-- Start --

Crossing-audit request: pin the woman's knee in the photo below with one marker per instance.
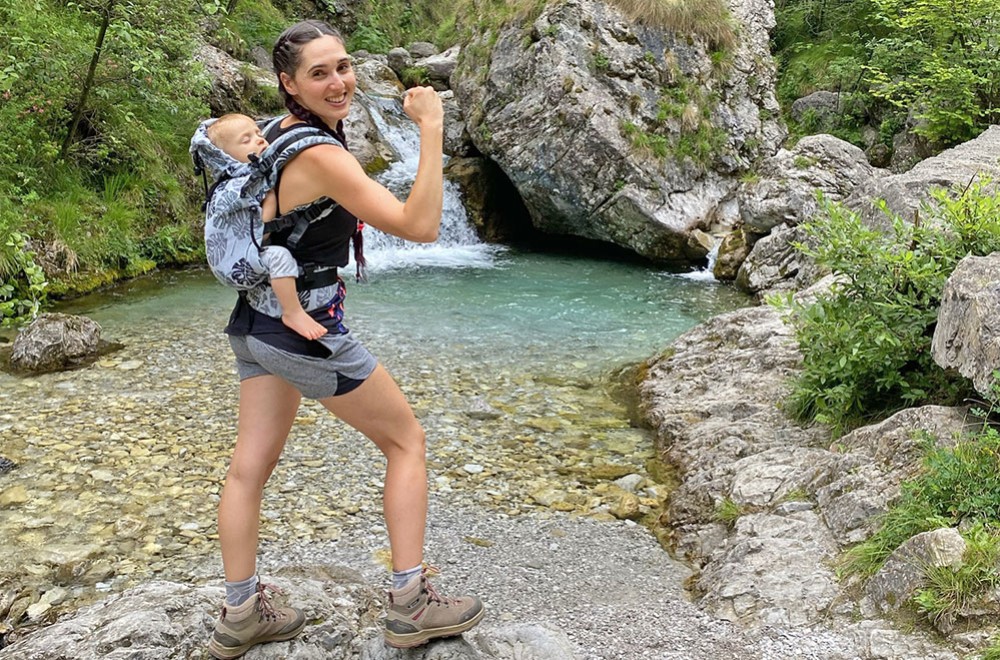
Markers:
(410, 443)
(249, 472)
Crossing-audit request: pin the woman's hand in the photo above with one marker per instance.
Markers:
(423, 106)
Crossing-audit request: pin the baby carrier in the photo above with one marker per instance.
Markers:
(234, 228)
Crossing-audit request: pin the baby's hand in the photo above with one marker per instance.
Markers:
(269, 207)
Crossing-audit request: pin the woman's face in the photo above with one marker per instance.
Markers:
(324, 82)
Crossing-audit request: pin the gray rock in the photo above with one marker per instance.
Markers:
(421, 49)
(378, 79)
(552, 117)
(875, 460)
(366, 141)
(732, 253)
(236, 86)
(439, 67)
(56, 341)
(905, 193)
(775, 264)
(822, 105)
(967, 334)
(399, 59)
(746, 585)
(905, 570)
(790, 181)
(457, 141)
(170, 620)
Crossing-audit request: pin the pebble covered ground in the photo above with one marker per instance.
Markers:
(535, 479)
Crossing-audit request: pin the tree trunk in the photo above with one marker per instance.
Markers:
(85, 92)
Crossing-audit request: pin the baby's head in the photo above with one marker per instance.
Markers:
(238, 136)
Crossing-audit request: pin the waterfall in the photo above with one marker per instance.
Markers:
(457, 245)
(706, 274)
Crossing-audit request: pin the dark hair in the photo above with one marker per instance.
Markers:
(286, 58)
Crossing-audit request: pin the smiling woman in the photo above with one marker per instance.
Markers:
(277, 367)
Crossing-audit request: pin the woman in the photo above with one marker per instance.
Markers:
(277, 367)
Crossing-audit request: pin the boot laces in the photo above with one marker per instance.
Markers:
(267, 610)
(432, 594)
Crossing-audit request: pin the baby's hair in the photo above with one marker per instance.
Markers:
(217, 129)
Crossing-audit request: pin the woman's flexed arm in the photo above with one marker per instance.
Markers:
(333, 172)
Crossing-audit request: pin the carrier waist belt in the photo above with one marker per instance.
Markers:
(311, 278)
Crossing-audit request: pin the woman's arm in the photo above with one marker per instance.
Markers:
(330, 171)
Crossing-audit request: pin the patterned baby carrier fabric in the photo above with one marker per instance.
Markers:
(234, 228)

-- End --
-- Start --

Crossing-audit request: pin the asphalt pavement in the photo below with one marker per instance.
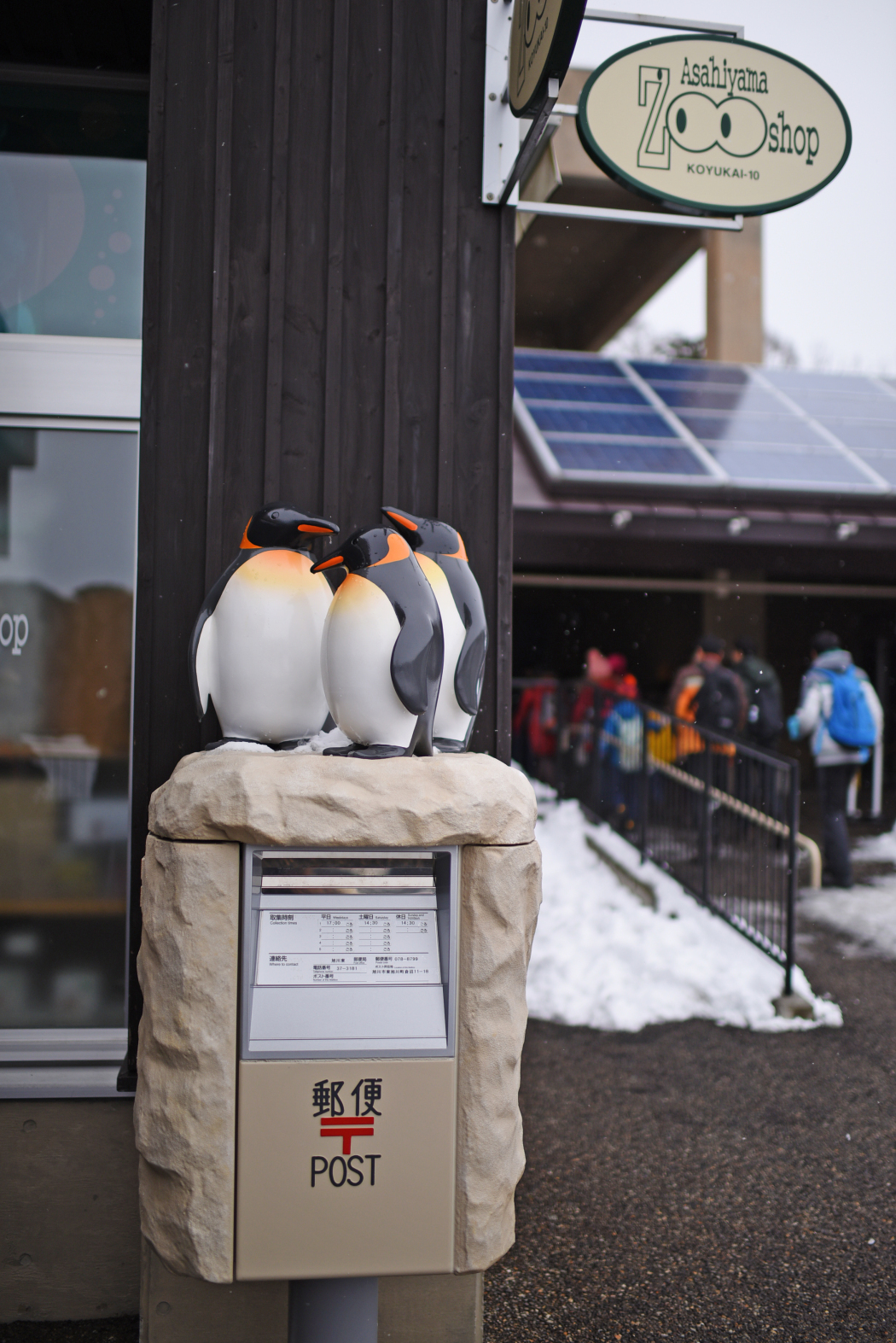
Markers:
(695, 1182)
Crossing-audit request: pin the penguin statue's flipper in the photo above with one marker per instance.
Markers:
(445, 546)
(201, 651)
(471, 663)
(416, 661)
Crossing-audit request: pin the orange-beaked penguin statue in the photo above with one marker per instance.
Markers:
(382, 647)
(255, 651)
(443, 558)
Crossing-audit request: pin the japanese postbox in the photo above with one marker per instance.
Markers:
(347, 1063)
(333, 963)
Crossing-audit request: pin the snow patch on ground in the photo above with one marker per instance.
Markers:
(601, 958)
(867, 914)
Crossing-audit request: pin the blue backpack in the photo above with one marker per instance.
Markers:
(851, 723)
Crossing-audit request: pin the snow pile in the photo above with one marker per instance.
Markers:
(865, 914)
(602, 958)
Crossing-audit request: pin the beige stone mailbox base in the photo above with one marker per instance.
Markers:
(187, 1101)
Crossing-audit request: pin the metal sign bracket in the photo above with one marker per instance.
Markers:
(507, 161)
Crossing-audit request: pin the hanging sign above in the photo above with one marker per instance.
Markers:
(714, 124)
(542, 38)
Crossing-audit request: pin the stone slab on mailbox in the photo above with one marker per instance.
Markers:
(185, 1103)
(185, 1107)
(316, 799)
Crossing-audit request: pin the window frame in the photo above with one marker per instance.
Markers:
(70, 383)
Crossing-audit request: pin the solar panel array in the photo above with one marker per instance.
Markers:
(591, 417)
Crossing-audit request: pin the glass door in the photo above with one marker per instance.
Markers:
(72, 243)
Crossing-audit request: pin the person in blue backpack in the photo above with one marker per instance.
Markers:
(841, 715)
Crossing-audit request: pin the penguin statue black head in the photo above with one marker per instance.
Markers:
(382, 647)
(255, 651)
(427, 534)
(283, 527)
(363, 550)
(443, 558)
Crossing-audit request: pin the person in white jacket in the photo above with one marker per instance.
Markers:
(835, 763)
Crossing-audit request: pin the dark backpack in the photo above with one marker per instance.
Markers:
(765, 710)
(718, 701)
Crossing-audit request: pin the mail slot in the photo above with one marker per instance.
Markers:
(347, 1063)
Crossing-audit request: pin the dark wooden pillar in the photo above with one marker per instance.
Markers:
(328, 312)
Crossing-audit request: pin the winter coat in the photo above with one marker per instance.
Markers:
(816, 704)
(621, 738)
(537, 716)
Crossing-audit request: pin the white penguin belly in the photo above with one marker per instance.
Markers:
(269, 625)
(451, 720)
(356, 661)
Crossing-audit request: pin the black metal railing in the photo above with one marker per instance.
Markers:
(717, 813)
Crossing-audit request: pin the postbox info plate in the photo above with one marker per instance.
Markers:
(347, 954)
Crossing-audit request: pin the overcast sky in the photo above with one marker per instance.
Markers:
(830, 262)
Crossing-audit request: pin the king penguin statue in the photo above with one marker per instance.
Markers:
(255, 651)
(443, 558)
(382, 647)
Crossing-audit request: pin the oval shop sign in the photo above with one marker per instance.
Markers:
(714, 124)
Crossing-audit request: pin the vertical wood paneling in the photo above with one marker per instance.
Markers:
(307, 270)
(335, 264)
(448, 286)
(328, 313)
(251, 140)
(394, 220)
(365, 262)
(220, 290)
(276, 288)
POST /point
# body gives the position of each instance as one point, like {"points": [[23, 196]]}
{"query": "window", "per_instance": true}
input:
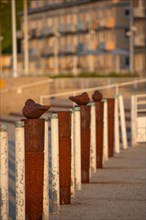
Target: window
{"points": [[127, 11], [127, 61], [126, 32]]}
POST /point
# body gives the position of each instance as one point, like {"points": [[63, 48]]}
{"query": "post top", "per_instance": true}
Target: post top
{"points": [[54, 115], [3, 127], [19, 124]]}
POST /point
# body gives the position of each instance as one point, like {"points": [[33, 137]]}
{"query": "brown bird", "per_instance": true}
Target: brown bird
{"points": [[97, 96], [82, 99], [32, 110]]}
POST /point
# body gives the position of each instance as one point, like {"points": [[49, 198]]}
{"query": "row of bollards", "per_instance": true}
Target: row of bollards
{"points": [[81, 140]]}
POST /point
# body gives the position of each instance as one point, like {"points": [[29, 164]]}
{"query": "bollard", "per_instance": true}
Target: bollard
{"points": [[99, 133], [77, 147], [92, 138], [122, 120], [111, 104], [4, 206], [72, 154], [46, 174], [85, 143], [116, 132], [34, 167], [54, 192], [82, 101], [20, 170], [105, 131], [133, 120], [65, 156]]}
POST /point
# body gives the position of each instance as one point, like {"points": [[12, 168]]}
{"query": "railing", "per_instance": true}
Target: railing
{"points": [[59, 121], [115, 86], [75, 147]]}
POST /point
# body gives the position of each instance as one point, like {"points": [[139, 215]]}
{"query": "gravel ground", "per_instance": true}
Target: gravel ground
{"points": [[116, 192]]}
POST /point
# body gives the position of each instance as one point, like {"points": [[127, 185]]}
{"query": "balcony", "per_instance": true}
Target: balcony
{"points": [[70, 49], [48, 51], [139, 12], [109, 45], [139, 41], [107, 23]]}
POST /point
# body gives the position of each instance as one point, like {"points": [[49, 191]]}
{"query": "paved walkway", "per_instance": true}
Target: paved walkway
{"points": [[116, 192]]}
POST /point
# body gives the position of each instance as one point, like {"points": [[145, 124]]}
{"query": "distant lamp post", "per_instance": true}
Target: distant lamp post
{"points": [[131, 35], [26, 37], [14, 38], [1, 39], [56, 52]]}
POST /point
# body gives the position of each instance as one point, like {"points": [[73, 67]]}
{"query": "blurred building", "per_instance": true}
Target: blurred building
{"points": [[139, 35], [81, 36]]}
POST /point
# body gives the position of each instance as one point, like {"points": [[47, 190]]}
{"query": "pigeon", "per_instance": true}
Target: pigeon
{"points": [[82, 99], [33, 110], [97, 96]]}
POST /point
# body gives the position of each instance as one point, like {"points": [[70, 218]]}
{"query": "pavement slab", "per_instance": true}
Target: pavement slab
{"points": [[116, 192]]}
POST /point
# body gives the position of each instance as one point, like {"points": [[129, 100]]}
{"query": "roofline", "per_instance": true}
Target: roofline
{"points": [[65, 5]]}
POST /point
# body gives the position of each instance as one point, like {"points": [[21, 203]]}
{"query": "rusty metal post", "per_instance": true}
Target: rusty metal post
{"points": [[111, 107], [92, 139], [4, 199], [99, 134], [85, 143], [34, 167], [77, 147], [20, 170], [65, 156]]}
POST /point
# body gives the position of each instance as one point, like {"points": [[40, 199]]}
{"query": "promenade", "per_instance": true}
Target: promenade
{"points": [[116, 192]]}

-- End --
-- Start --

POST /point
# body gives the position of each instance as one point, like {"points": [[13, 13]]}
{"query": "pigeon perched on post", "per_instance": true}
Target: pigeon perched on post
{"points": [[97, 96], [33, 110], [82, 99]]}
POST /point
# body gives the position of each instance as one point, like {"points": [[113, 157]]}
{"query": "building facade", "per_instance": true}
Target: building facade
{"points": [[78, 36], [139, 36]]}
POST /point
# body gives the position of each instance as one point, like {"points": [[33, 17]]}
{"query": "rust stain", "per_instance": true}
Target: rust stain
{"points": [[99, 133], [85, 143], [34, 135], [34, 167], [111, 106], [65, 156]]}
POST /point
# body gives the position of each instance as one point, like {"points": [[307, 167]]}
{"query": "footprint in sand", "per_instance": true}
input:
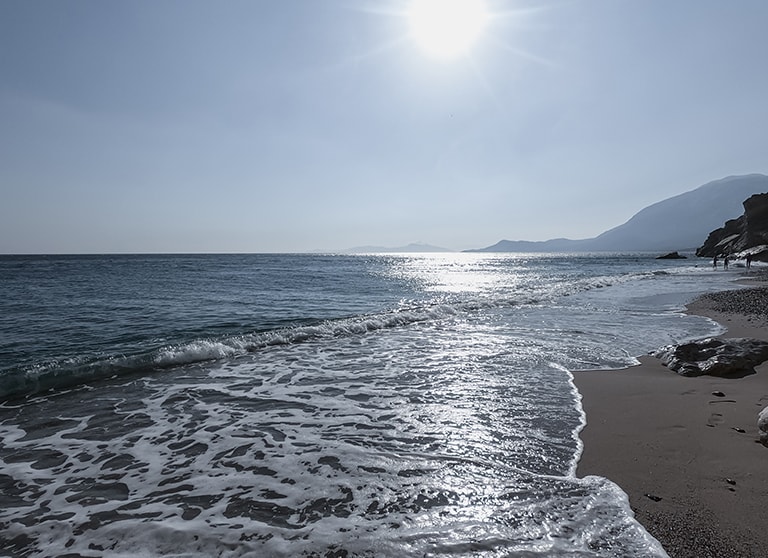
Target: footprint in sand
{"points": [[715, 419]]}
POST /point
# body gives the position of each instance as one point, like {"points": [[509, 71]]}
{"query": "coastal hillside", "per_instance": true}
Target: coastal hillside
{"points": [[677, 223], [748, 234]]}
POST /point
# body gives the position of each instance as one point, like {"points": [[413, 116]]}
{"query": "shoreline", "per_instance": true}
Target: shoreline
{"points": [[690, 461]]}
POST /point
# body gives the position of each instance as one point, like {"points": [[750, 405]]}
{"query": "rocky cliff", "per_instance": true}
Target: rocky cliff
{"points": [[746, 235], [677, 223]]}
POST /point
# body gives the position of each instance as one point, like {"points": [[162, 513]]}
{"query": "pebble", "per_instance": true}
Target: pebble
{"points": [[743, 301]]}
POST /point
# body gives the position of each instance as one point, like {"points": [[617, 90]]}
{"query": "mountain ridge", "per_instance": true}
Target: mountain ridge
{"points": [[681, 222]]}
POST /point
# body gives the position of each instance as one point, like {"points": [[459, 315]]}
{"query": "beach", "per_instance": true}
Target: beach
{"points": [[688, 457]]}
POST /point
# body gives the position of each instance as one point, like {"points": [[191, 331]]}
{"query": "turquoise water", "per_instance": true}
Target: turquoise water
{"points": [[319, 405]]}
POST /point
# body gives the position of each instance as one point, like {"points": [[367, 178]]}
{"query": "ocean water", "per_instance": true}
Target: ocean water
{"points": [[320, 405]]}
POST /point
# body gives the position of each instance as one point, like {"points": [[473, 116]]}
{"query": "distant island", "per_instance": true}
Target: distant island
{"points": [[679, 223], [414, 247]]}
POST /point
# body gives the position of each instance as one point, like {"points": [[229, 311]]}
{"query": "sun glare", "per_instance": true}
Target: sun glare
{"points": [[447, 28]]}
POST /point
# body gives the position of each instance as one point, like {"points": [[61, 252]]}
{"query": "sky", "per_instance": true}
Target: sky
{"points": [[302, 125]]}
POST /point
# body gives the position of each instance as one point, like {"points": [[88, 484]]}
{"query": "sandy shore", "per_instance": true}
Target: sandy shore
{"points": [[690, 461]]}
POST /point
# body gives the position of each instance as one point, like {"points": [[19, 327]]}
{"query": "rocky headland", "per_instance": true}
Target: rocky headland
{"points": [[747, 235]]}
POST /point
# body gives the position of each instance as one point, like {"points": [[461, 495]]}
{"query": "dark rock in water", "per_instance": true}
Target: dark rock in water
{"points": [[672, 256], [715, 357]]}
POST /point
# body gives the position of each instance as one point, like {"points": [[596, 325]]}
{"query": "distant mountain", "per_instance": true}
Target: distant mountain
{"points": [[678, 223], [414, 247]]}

-- End --

-- Task instructions --
Identify every line in the data that contains the word "gravel", matching case exactly, and copy each of those lines.

-- The solution --
{"query": "gravel ground", "per_instance": true}
Target: gravel ground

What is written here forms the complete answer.